Exercise description: Rescale the data from the line containing "of the advertising" up to and including the final line of the data. Reproduce every line, requests included, but multiply each point coordinate in the answers by 0.5 and round to whole numbers, with halves rounded up.

Pointing dataset excerpts
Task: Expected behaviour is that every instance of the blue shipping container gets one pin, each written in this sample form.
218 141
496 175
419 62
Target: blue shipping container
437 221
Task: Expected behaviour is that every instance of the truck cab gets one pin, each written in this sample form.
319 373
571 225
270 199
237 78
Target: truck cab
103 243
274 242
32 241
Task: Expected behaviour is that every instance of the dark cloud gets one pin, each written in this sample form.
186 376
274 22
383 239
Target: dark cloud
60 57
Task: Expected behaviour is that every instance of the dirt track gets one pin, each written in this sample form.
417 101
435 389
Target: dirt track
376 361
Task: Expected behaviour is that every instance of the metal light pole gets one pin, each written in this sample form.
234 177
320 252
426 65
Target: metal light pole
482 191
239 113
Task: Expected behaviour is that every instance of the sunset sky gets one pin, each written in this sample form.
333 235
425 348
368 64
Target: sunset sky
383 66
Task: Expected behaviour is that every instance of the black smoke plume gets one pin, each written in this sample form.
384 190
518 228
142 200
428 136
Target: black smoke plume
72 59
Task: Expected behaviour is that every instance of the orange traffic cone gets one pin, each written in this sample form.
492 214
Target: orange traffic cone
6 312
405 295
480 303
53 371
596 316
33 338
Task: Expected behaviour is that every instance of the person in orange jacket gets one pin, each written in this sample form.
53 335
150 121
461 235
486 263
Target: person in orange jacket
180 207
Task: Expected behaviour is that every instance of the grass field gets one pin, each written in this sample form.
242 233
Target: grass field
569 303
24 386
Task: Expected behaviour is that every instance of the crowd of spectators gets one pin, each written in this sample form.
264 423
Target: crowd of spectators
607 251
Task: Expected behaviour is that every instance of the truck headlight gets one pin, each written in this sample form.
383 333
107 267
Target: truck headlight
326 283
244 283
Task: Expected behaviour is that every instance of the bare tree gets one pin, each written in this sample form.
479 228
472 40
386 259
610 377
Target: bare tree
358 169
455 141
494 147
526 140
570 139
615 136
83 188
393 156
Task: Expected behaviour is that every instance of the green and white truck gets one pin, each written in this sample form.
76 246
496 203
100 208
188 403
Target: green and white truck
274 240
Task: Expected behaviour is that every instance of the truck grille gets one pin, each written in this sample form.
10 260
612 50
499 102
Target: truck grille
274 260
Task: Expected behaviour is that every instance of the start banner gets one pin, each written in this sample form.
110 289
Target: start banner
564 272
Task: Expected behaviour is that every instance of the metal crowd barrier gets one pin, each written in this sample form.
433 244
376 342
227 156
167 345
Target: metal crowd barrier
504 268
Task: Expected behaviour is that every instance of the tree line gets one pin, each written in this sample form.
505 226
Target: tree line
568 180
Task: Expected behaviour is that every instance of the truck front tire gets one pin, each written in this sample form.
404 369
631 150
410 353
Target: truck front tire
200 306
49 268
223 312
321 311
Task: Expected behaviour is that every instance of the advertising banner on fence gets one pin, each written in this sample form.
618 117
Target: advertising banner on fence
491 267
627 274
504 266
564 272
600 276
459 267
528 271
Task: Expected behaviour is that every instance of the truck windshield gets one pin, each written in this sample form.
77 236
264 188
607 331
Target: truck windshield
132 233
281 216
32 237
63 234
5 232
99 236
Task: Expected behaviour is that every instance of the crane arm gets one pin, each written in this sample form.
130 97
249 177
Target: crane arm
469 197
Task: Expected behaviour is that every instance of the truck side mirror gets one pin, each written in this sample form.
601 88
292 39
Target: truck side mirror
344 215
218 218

Reply:
Task: Expected behaviour is that every instance of the advertising banner on fence gets one pin, each written in this sample form.
618 117
Target: advertising banner on fence
246 134
314 137
252 133
282 136
300 138
230 134
264 136
Task: Expected behaviour is that every instance of the truck windshield gets one pin, each written in this sample form.
77 236
264 188
607 331
Target: truck windshield
66 117
141 108
16 119
32 117
3 116
50 118
Task: Expected behaviour is that every instance of the crane arm gets one pin, each written in this sample form.
130 97
249 177
Target: crane arm
235 99
Task: Expected behaviour is that every instance of the truck side mirror gets one pin, each written in this sample form.
601 88
292 39
Target: truck side mirror
172 108
109 109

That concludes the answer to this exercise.